(Entries from a dataset)
──────

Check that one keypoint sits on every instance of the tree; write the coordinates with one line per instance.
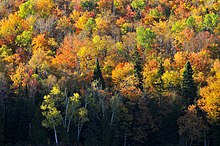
(145, 37)
(98, 75)
(210, 101)
(51, 112)
(138, 68)
(191, 126)
(188, 86)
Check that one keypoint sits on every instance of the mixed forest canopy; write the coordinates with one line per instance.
(110, 72)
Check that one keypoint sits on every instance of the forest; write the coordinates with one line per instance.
(110, 72)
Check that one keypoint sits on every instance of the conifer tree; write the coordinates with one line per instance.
(98, 75)
(188, 86)
(138, 68)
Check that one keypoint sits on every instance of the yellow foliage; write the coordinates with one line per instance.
(121, 71)
(44, 7)
(171, 78)
(80, 23)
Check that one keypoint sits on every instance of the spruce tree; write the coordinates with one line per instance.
(98, 75)
(138, 68)
(188, 86)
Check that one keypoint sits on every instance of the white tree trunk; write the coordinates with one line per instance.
(125, 139)
(67, 106)
(55, 134)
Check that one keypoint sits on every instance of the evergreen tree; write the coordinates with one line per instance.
(188, 86)
(138, 68)
(159, 81)
(98, 75)
(159, 84)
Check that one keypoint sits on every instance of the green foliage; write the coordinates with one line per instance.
(24, 39)
(145, 37)
(188, 86)
(211, 21)
(138, 68)
(88, 5)
(138, 4)
(191, 22)
(98, 75)
(26, 9)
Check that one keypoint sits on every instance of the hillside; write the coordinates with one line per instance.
(110, 72)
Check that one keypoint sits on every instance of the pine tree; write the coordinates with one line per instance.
(188, 87)
(98, 75)
(138, 68)
(159, 84)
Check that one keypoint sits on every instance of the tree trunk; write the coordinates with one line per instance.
(55, 134)
(67, 106)
(205, 143)
(68, 127)
(125, 139)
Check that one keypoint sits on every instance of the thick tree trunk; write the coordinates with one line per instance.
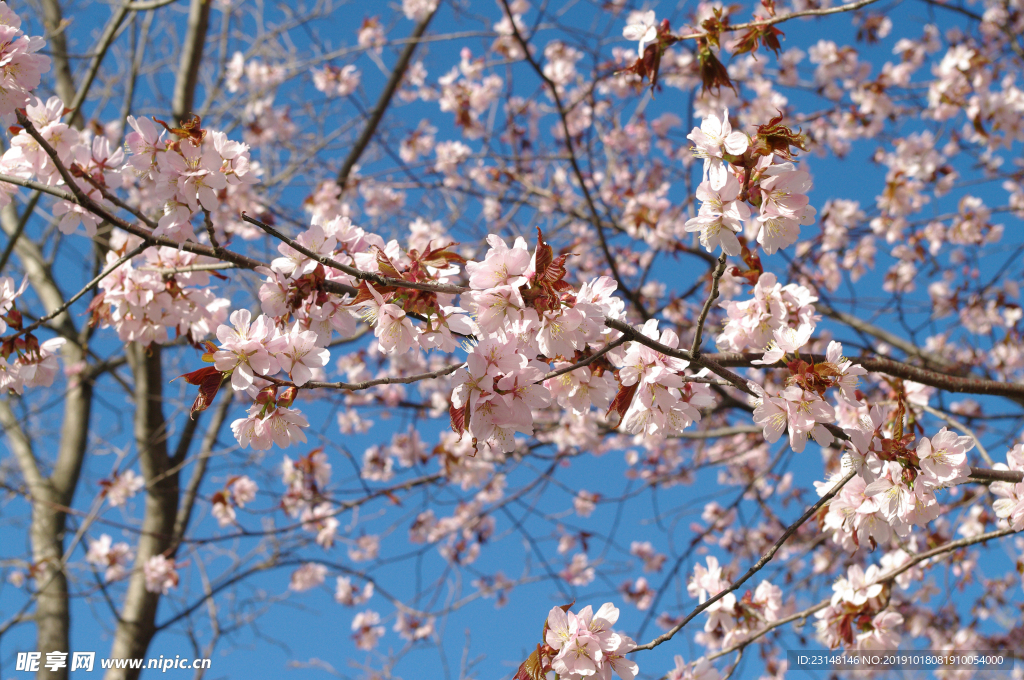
(138, 615)
(50, 495)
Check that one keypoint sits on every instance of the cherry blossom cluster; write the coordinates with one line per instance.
(775, 313)
(20, 66)
(237, 492)
(663, 402)
(1010, 506)
(189, 174)
(739, 172)
(27, 363)
(858, 615)
(159, 296)
(582, 645)
(527, 315)
(897, 477)
(112, 557)
(731, 620)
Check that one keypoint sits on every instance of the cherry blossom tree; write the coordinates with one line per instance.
(623, 317)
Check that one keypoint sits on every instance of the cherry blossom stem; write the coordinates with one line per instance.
(88, 287)
(587, 362)
(784, 17)
(665, 637)
(19, 229)
(886, 578)
(952, 422)
(574, 162)
(352, 271)
(715, 278)
(384, 101)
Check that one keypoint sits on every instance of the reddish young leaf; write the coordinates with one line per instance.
(458, 417)
(386, 265)
(531, 669)
(544, 254)
(209, 379)
(623, 400)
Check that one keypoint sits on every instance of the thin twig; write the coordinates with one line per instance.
(715, 278)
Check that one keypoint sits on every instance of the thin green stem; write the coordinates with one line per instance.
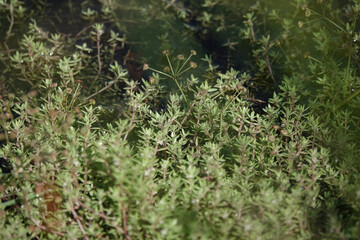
(183, 94)
(170, 65)
(182, 66)
(165, 74)
(185, 71)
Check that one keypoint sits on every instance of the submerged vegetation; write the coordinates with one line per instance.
(211, 119)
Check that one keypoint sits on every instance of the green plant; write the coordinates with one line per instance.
(88, 152)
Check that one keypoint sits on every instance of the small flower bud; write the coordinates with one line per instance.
(193, 64)
(68, 90)
(152, 80)
(300, 24)
(180, 57)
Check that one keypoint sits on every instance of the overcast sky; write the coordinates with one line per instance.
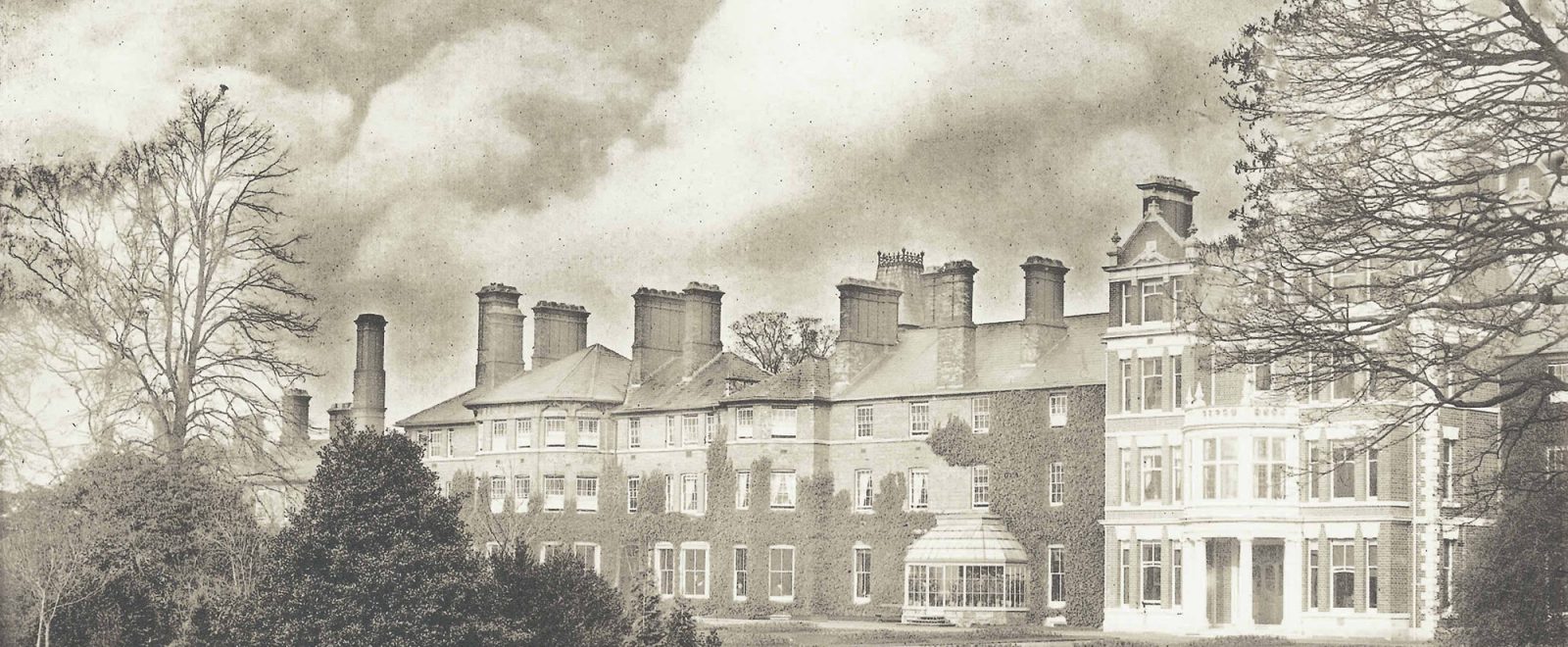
(580, 149)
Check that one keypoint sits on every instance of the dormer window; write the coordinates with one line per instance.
(1152, 300)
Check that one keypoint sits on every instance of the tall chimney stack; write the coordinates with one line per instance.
(902, 269)
(501, 335)
(297, 417)
(1172, 200)
(956, 324)
(703, 325)
(559, 330)
(370, 377)
(867, 325)
(658, 330)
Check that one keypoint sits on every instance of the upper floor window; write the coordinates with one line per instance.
(862, 489)
(556, 432)
(1152, 300)
(554, 493)
(919, 418)
(980, 485)
(1057, 484)
(1220, 469)
(499, 438)
(524, 432)
(783, 490)
(980, 414)
(690, 432)
(744, 427)
(1269, 469)
(784, 423)
(587, 493)
(634, 432)
(1152, 383)
(919, 489)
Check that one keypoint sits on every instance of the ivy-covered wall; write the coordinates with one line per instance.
(823, 528)
(1019, 451)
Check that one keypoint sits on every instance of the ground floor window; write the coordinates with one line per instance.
(862, 573)
(1057, 587)
(1152, 566)
(972, 586)
(781, 573)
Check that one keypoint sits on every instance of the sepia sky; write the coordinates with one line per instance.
(580, 149)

──────

Task details: Reproduce the entries above without change, omitting all pictures.

Response to this exercise:
Check that one keypoint sits on every instance of the tree; write the coordinates with one line per instance.
(145, 37)
(98, 75)
(210, 101)
(51, 112)
(138, 68)
(191, 126)
(188, 86)
Check that one keypoint sits on every instance of the mixed forest canopy; write the coordinates with one line per instance.
(110, 72)
Check that one keypoint sits on every instance of the forest; write the coordinates with one line per instance.
(110, 72)
Check that one keypoint sits on every instance of the conifer tree; write the coordinates with one line per instance.
(98, 75)
(188, 86)
(138, 68)
Check that one keypoint sits on every instance of the yellow foliage; write the coordinates with one line per instance.
(121, 71)
(44, 7)
(171, 78)
(80, 23)
Check that one keypoint sits on every instance of the spruce tree; write the coordinates with one line per instance.
(98, 75)
(138, 68)
(188, 86)
Check that one keypoint sits on every instance of the white tree trunk; write the coordinates with one line per instance.
(125, 139)
(67, 106)
(55, 134)
Check that one keypoint sits on every instance of the evergreen tree; write the coordinates with one line per instance.
(188, 86)
(138, 68)
(159, 81)
(98, 75)
(159, 84)
Check that one keypoint sits on every instance of the green foliage; write the coordinates with one line per instance.
(24, 39)
(145, 37)
(188, 86)
(211, 21)
(138, 68)
(88, 5)
(138, 4)
(191, 22)
(98, 75)
(26, 9)
Check that one keypoint sits on every instance of the hillside; write the coordinates with one line per instance.
(110, 72)
Check that one keypoint sits on every instance of the pine tree; write the coordinates with one line per instance.
(188, 87)
(98, 75)
(138, 68)
(159, 84)
Check that one keypoint sits on every instance of the tree trunk; write the coordinates with one line per instance.
(55, 134)
(67, 106)
(205, 143)
(68, 127)
(125, 139)
Check that one keypoint sits on every instance of the thick tree trunk; write the coordinates with one line per instance.
(138, 615)
(50, 495)
Check that one keypoint sits on every instance of the cherry blossom cluster; write the coordinates with one line per instance.
(775, 313)
(20, 66)
(237, 492)
(663, 402)
(1010, 506)
(189, 174)
(739, 172)
(27, 363)
(858, 615)
(159, 296)
(582, 645)
(527, 315)
(897, 477)
(112, 557)
(731, 620)
Check that one keypoint sits on every instance of the cherry blossom tree; write the coordinates with one line per instance.
(623, 317)
Check that one keypoint sits on every instance of the cherry blossom stem; write the coordinates with one line per instance.
(88, 287)
(587, 362)
(784, 17)
(665, 637)
(19, 229)
(886, 578)
(952, 422)
(574, 162)
(352, 271)
(715, 278)
(384, 101)
Check that one keypoint sits on every instance of the reddish young leaf; write the coordinates with one line per instance.
(458, 417)
(386, 265)
(531, 669)
(544, 254)
(209, 379)
(623, 400)
Check that one keypoint sits on every instance of the thin twig; write the coordinates with one line per instance.
(715, 278)
Check that one keypoint sits on every instance of the thin green stem; write the coordinates with one line per instance.
(183, 94)
(170, 65)
(182, 66)
(165, 74)
(185, 71)
Check that one keypoint sits on every instance of the submerged vegetation; write the coordinates with one line per instance.
(211, 119)
Check that one keypoint sits on every instance of the green plant; write the coordinates with one line per instance.
(88, 152)
Check that one keypoint sits on every instance of the small flower bud; write the coordinates with one line per instance.
(193, 64)
(68, 90)
(152, 80)
(300, 24)
(180, 57)
Check that one keypoint sits on every instance of the overcast sky; write the coordinates with one line per instance.
(580, 149)
Check that one keypoint sits on every instance of the dormer window; write the coordinates with one line per instance.
(1152, 300)
Check that one keypoint sits on every instance of the tall chimney stack; write the coordinates with one line per instance.
(902, 269)
(501, 335)
(297, 417)
(1172, 200)
(956, 324)
(703, 325)
(559, 330)
(370, 377)
(867, 325)
(658, 330)
Check that one keypoint sits on every instance of the upper floor window; write the coordinates with one line per instance.
(862, 489)
(556, 432)
(1152, 300)
(554, 493)
(919, 418)
(980, 485)
(1057, 484)
(1220, 469)
(499, 438)
(524, 432)
(783, 490)
(980, 414)
(690, 432)
(744, 427)
(1269, 469)
(784, 423)
(587, 493)
(634, 432)
(1152, 383)
(919, 489)
Check that one keypoint sits on every instance of the ivy-covered wall; write the coordinates with one line per instance.
(823, 528)
(1019, 451)
Check that one keypoint sits on every instance of the ground floor window; write the coordinates with one line per instance.
(862, 573)
(1057, 587)
(1152, 566)
(972, 586)
(781, 573)
Check that one keypoint sits on every instance of the sepia sky; write the coordinates with one line per instance.
(580, 149)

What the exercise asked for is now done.